#### [Data extracted from a collection]
^^^^

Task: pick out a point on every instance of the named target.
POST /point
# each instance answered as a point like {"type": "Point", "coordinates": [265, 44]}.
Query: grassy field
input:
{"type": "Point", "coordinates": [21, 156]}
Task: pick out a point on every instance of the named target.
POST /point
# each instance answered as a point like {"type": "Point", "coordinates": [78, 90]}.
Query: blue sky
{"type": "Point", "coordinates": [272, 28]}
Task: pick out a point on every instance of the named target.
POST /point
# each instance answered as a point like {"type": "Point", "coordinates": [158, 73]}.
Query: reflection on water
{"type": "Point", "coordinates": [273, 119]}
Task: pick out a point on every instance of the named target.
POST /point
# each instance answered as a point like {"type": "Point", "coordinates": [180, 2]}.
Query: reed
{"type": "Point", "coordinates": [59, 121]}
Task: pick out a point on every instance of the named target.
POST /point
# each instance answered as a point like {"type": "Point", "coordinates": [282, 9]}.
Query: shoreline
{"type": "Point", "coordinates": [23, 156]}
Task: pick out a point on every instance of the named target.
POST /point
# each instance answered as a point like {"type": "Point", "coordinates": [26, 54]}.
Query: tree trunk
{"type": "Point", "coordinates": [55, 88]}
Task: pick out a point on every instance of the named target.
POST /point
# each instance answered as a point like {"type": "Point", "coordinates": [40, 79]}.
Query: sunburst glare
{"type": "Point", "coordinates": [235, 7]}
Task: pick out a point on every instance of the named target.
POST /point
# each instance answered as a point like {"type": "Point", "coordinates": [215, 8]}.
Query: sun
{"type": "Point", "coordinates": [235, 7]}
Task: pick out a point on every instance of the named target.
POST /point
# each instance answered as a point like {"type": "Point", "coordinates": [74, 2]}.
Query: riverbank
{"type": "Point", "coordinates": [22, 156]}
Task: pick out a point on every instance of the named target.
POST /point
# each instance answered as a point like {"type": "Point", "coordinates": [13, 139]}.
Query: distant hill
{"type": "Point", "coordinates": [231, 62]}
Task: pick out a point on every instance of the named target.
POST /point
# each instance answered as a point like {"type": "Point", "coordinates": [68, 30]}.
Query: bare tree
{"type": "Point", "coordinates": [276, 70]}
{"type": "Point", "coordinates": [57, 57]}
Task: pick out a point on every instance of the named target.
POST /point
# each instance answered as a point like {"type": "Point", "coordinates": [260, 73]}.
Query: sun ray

^^^^

#### [Given exercise]
The records above must be output exactly, in full.

#### [Output]
Task: pick out a point on every instance of the named target.
POST /point
# each instance answered as a point like {"type": "Point", "coordinates": [265, 44]}.
Query: grassy field
input:
{"type": "Point", "coordinates": [21, 156]}
Task: pick out a point on every instance of the named target.
POST /point
# each instance answered as a point like {"type": "Point", "coordinates": [78, 90]}.
Query: blue sky
{"type": "Point", "coordinates": [272, 28]}
Task: pick out a point on every instance of the named target.
POST /point
# each instance answered as a point like {"type": "Point", "coordinates": [158, 73]}.
Query: reflection on water
{"type": "Point", "coordinates": [273, 119]}
Task: pick out a point on every instance of the named target.
POST /point
# each instance answered as a point like {"type": "Point", "coordinates": [180, 2]}.
Query: reed
{"type": "Point", "coordinates": [59, 121]}
Task: pick out a point on every instance of the named target.
POST /point
# each instance answered as a point like {"type": "Point", "coordinates": [282, 9]}.
Query: shoreline
{"type": "Point", "coordinates": [23, 156]}
Task: pick out a point on every instance of the named target.
POST /point
# each instance answered as a point like {"type": "Point", "coordinates": [26, 54]}.
Query: tree trunk
{"type": "Point", "coordinates": [55, 88]}
Task: pick out a point on every instance of the named target.
POST /point
# each instance answered as a point like {"type": "Point", "coordinates": [40, 79]}.
Query: sunburst glare
{"type": "Point", "coordinates": [235, 7]}
Task: pick out a point on every instance of the named target.
POST /point
# each instance answered as a point like {"type": "Point", "coordinates": [215, 8]}.
Query: sun
{"type": "Point", "coordinates": [235, 7]}
Task: pick out a point on every instance of the named target.
POST /point
# each instance answered as a point like {"type": "Point", "coordinates": [74, 2]}.
Query: riverbank
{"type": "Point", "coordinates": [22, 156]}
Task: pick out a point on every instance of the named target.
POST /point
# each instance answered as a point like {"type": "Point", "coordinates": [13, 139]}.
Query: distant hill
{"type": "Point", "coordinates": [231, 62]}
Task: pick out a point on every instance of the named target.
POST /point
# each instance answered as a point like {"type": "Point", "coordinates": [68, 30]}.
Query: bare tree
{"type": "Point", "coordinates": [276, 70]}
{"type": "Point", "coordinates": [57, 57]}
Task: pick out a point on every instance of the named target.
POST /point
# each instance answered as a point like {"type": "Point", "coordinates": [260, 73]}.
Query: sun ray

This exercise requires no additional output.